§ **Text provided**:
[Start of section]
The beginning of the Israel Story is the call of Abram, later renamed Abraham. We find it in Genesis 12:1-3 – Now the Lord had said to Abram: “Get out of your country, from your family and your father’s house, to a land that I will show you. I will make you a great nation; I will bless you and make your name great; and you shall be a blessing. I will bless those who bless you, and curse him who curses you; and in you all the families of the earth shall be blessed.”
God called Abram to leave his country. Why? Because God was going to give him and his descendants a land, the land of Canaan. God called Abram to leave his family and his father’s house, literally his heritage, his lineage? Why? Because God was going to create from him a new people group, initially called Hebrews, later Israelites, and later Jews. We now have the three main protagonists of the Israel Story: God, the central character and by far the most important, and the two supporting characters: the land of Israel and the Jewish people.
[End of section]
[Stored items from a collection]
[Start of section]
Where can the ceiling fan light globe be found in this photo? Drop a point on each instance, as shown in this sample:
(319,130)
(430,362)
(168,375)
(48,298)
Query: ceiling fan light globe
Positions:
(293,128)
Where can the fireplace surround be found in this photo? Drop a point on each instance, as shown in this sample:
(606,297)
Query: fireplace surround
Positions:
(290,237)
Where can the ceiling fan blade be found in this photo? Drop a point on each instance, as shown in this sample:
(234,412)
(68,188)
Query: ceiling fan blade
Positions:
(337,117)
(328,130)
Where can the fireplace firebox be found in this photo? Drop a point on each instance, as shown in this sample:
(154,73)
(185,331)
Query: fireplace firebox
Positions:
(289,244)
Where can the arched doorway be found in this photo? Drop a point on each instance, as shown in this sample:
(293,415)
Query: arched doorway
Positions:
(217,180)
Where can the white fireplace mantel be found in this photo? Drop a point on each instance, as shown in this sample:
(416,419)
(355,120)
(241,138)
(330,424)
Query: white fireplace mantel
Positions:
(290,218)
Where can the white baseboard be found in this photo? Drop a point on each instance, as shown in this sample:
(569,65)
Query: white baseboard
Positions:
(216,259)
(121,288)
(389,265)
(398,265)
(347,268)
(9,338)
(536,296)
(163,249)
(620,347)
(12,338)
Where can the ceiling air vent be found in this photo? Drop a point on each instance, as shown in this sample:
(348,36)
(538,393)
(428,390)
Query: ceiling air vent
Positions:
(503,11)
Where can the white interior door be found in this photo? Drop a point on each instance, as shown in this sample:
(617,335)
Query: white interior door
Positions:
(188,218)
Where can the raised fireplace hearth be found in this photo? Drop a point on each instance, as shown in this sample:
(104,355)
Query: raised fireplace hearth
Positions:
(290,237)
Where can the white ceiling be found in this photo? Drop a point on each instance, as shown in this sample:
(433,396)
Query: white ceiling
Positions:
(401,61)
[End of section]
§ **Exercise requirements**:
[A] In the passage on the call of Abram, reproduce the wording verbatim from "God called Abram to leave his country." to "the Jewish people.".
[B] According to the passage on the call of Abram, what land was God going to give Abram and his descendants?

§ **Set of answers**:
[A]
God called Abram to leave his country. Why? Because God was going to give him and his descendants a land, the land of Canaan. God called Abram to leave his family and his father’s house, literally his heritage, his lineage? Why? Because God was going to create from him a new people group, initially called Hebrews, later Israelites, and later Jews. We now have the three main protagonists of the Israel Story: God, the central character and by far the most important, and the two supporting characters: the land of Israel and the Jewish people.

[B] The land of Canaan.